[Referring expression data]
____________
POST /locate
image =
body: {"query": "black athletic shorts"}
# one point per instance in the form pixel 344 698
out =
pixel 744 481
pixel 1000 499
____________
Your task:
Each of the lines above must appear again, unchanged.

Task answer:
POST /locate
image =
body: {"query": "black athletic shorts"}
# one point per instance in the form pixel 344 698
out =
pixel 744 481
pixel 1000 499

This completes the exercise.